[Opening Passage section]

Concerns around the state of the farm economy are growing. A bipartisan group of former leaders of U.S. farm groups, former USDA officials and state agriculture directors sent a letter to top House and Senate ag committee lawmakers warning that the dire state of the farm economy risked a “widespread collapse” of U.S. agriculture. The January Purdue University - CME Group Ag Economy Barometer showed a steep decline in farmer sentiment and a downbeat long-term outlook.
Job jitters: The partial government shutdown ended, but traders still won’t get a January jobs report on Friday. Still, other data released this past week raised worries about a slowdown and breathed some life into hopes for a rate cut next month.
- Outplacement firm Challenger, Gray & Christmas said U.S.-based employers announced 108,435 job cuts in January, up 118% from the same month last year and the highest total for the month since 2009.
- Payroll processor ADP said private-sector companies added just 22,000 jobs in January, below Wall Street expectations.
- The Labor Department said job openings last month fell to 6.54 million, the lowest since 2020, according to Bloomberg.
Fed-funds futures traders on Thursday priced in a 22.7% probability of a quarter-point rate cut in March, up from under 10% a day earlier, according to the CME FedWatch Tool. The delayed January jobs report will be out on Feb. 11.
Court says EU countries can ban GMO crops: The European Union’s top court on Thursday ruled that member countries are within their rights to ban the cultivation of genetically modified crops in part or all of their territory, Reuters reported. The case came to court after an Italian farmer planted genetically modified corn despite an Italian ban. Italian authorities ordered the farmer to destroy the crop and fined him 50,000 euros ($58,940), the report said. The farmer then challenged the order and fine before Italian courts, which sought an opinion from the European Court of Justice on whether the ban infringed the EU’s free movement of goods and freedom to conduct a business and the principles of non-discrimination and proportionality.
Russia attacks undercut Ukraine grain exports: USDA on Thursday said average grain exports from Ukraine were 30% slower over the July-December 2025 window versus the same period a year ago. Citing State Customs Service of Ukraine data, USDA said Ukraine exported 7.8 million metric tons of wheat and 1.3 MMT of barley in the first over the stretch, which marks the half of the country’s 2025-26 marketing year.
- USDA said Russian attacks on Ukraine’s energy grid, rail and port infrastructure, and vessels, both docked in ports and in the Black Sea, took a toll on Ukraine’s calendar-year 2025 exports.
- The European Union’s introduction of tariff-rate quotas also contributed to the slump in wheat exports, the agency said in a Global Agricultural Information Network report.
Last call for frozen O.J.: Minute Maid is discontinuing its line of frozen juices, including orange juice, after 80 years, succumbing to changing breakfast habits. “We are discontinuing our frozen products and exiting the frozen can category in response to shifting consumer preferences,” The Coca-Cola Co., which owns Minute Maid, said Wednesday in a statement.
- Minute Maid’s frozen concentrates were the primary way Americans drank their morning orange juice in the 1950s and 1960s, noted Food Dive. Minute Maid helped pioneer the revolutionary product, which allowed consumers to enjoy orange juice no matter the season.
- But advances in pasteurization eventually saw frozen juices from concentrate overtaken by ready-to-drink varieties, Food Dive recalled, noting that, according to the Wall Street Journal, frozen concentrate orange juice represented just 7% of the market by the 2010s.

[Closing Passage section]

Task set
[a] Transcribe everything in the news roundup from "Last call for" down to "by the 2010s.".
[b] According to the news roundup, how many job cuts did Challenger, Gray & Christmas say U.S.-based employers announced in January?

[Opening Listed records section]

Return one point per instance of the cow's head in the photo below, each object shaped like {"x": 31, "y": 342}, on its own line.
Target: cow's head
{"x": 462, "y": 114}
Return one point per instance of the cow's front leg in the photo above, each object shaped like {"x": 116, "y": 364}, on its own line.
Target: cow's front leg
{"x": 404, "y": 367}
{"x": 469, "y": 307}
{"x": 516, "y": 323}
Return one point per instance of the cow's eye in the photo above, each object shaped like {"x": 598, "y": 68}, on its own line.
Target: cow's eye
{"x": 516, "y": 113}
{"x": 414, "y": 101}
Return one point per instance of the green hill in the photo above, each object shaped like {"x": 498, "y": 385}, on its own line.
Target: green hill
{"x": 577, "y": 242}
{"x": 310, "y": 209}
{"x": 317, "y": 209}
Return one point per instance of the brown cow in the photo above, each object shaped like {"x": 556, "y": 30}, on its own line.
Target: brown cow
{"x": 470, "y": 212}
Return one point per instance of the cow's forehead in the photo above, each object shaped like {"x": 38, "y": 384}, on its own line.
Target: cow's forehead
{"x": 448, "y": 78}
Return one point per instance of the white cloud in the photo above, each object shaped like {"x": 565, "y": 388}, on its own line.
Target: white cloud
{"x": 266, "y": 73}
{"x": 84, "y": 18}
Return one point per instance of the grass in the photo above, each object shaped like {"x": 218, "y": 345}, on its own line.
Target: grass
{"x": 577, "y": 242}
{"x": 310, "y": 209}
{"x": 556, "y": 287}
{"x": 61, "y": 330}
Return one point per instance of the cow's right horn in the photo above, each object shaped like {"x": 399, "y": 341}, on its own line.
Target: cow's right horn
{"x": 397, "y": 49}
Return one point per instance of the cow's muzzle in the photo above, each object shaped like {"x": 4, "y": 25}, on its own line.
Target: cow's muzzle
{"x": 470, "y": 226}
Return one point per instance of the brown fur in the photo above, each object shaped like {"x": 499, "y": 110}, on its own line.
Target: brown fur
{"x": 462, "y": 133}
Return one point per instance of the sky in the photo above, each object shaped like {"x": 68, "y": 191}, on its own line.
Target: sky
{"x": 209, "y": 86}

[Closing Listed records section]

Answer list
[a]
Last call for frozen O.J.: Minute Maid is discontinuing its line of frozen juices, including orange juice, after 80 years, succumbing to changing breakfast habits. “We are discontinuing our frozen products and exiting the frozen can category in response to shifting consumer preferences,” The Coca-Cola Co., which owns Minute Maid, said Wednesday in a statement.
- Minute Maid’s frozen concentrates were the primary way Americans drank their morning orange juice in the 1950s and 1960s, noted Food Dive. Minute Maid helped pioneer the revolutionary product, which allowed consumers to enjoy orange juice no matter the season.
- But advances in pasteurization eventually saw frozen juices from concentrate overtaken by ready-to-drink varieties, Food Dive recalled, noting that, according to the Wall Street Journal, frozen concentrate orange juice represented just 7% of the market by the 2010s.

[b] 108,435 job cuts